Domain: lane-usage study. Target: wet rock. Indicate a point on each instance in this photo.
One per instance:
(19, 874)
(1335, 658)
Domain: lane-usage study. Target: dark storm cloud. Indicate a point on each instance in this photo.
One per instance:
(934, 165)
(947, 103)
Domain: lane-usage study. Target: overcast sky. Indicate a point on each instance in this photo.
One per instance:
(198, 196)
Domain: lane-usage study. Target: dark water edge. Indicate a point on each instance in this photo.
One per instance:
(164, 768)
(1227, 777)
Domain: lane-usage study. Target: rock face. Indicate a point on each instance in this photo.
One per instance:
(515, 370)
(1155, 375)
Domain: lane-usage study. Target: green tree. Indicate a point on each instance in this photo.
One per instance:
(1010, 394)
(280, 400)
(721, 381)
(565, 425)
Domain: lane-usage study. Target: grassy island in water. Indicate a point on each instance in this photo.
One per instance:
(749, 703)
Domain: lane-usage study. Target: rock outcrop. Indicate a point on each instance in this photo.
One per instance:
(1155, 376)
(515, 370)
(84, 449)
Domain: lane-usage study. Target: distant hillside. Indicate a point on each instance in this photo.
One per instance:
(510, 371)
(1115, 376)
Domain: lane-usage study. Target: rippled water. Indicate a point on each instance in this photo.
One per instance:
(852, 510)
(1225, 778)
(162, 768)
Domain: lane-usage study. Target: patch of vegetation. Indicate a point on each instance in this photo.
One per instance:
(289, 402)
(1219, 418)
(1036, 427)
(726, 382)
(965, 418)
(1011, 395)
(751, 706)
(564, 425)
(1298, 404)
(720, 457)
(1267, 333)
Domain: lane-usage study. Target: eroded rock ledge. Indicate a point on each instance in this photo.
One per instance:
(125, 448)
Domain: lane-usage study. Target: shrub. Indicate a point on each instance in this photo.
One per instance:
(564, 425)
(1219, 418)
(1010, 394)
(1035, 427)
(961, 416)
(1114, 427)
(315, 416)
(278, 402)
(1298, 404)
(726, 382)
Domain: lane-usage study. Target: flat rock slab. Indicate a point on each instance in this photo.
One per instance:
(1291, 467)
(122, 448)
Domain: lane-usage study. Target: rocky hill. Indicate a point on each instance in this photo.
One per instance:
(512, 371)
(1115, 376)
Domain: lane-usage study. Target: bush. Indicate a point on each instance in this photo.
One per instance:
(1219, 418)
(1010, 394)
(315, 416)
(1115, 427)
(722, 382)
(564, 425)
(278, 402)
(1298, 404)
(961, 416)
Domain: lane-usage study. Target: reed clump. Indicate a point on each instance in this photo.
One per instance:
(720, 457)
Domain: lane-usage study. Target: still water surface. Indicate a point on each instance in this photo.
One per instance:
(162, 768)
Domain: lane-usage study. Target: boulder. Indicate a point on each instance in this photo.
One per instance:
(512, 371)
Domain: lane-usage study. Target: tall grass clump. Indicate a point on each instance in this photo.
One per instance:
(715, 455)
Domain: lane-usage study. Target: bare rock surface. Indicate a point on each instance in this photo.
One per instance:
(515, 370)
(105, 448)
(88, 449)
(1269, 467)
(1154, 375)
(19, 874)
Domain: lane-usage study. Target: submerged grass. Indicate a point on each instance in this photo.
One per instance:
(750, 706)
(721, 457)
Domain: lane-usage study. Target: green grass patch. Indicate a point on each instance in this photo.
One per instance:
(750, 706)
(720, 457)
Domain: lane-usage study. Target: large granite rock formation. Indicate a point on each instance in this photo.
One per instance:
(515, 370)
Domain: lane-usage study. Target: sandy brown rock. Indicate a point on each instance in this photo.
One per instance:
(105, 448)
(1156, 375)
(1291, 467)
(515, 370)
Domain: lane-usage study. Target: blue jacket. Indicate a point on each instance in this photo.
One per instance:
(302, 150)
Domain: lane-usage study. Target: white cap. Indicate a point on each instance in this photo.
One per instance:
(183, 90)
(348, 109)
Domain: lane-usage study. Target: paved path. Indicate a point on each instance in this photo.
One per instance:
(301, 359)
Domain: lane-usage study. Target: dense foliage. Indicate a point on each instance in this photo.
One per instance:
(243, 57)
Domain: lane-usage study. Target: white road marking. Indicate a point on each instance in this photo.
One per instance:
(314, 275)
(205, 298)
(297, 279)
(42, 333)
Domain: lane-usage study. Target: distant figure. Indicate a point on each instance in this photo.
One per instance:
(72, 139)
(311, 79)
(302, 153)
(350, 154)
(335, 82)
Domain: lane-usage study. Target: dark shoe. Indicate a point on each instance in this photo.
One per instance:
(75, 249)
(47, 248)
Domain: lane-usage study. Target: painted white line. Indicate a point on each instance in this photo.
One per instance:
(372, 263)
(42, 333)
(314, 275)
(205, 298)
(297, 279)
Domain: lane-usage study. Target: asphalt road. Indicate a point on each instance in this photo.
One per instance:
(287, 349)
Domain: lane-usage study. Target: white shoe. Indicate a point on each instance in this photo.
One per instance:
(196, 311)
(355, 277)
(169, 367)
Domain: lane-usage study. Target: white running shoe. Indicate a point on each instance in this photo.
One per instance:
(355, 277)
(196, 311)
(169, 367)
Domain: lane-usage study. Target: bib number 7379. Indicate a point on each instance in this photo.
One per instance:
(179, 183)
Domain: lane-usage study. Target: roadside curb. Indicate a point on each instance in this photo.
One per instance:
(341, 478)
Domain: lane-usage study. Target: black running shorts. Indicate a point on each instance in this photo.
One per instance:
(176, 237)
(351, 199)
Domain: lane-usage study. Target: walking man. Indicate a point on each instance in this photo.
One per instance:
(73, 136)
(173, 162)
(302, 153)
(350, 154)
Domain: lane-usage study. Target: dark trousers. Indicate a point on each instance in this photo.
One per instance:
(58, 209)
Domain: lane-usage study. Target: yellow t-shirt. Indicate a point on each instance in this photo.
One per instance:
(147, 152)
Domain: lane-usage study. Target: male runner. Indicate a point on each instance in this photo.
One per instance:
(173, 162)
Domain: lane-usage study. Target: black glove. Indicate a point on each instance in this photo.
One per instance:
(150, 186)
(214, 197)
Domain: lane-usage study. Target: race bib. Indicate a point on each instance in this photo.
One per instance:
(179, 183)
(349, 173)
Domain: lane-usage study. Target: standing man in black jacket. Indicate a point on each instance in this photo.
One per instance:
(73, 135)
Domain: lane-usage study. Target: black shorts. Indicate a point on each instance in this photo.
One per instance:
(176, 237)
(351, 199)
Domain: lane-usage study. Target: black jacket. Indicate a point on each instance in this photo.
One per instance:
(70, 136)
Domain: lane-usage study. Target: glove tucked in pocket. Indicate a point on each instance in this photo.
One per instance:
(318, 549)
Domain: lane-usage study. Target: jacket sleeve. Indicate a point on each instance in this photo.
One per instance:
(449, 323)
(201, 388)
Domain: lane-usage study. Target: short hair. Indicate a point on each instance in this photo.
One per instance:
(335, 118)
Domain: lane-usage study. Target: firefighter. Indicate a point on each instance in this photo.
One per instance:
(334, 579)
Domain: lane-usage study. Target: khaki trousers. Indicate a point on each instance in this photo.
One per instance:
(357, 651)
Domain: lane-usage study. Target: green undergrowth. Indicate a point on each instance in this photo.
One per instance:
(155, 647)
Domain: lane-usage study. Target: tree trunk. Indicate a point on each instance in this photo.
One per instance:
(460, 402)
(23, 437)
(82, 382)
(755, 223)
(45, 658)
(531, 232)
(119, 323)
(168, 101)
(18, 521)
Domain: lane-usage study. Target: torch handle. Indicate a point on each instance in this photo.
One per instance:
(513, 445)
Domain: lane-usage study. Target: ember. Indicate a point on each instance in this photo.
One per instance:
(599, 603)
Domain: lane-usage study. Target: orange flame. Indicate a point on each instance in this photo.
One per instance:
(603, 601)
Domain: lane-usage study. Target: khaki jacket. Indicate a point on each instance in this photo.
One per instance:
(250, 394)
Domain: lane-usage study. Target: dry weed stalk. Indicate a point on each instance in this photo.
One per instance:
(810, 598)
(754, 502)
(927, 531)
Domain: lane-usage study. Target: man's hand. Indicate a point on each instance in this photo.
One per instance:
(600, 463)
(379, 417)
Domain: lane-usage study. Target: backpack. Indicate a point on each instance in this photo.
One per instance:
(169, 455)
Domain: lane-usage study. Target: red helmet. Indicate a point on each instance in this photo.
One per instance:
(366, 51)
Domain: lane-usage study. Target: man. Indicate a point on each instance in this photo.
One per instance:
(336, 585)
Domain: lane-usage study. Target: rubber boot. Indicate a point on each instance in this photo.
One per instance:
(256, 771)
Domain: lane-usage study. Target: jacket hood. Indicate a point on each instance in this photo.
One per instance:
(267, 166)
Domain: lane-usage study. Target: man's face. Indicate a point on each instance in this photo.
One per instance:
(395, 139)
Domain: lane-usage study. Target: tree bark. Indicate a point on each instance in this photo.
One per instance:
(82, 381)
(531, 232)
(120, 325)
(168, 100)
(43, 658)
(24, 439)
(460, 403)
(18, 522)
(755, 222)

▶ [Work to be completed]: Transcribe the stretch from the line containing "Domain: lane-usage study. Target: ember." through the end of the records, keeping every line exactly as it appears.

▶ [Final result]:
Domain: lane-usage study. Target: ember. Indicate a point on each instance in this photo.
One per instance:
(599, 603)
Domain: lane-usage study. Target: orange flame. Indicate a point on each instance in this photo.
One per instance:
(603, 601)
Domain: lane-usage study. Target: khaki jacket. Indicate a point on each instance in this photo.
One per instance:
(250, 394)
Domain: lane-usage study. Target: dry weed stalk. Indicate a point on each instance in this photo.
One per instance:
(810, 598)
(754, 502)
(927, 531)
Domain: lane-usage study. Target: man's hand. Indicate a point on each instance in this photo.
One per instance:
(600, 463)
(379, 417)
Domain: lane-usage study. Target: backpack. Indicate a point on each instance in this photo.
One per instance:
(169, 455)
Domain: lane-usage study. Target: red helmet. Indicate a point on each instance in this photo.
One per instance:
(366, 51)
Domain: lane-usage study. Target: man. Indicate a point on each instance in this photo.
One per instance:
(336, 585)
Domain: lane-usage study. Target: rubber boot. Indicate a point on each instance in this photo.
One per instance:
(256, 771)
Domain: lane-usage study. Target: jacket hood. Indicate a point on each instance in this photo.
One per instance:
(267, 166)
Domain: lane-usage study. Target: man's face. Indicate a point on each instance in this photo.
One per instance:
(395, 139)
Domain: lane-usage study. Target: tree bark. Indicate a point on each instance in this photo.
One per instance:
(82, 381)
(531, 232)
(120, 325)
(168, 100)
(43, 658)
(24, 439)
(460, 403)
(18, 522)
(755, 222)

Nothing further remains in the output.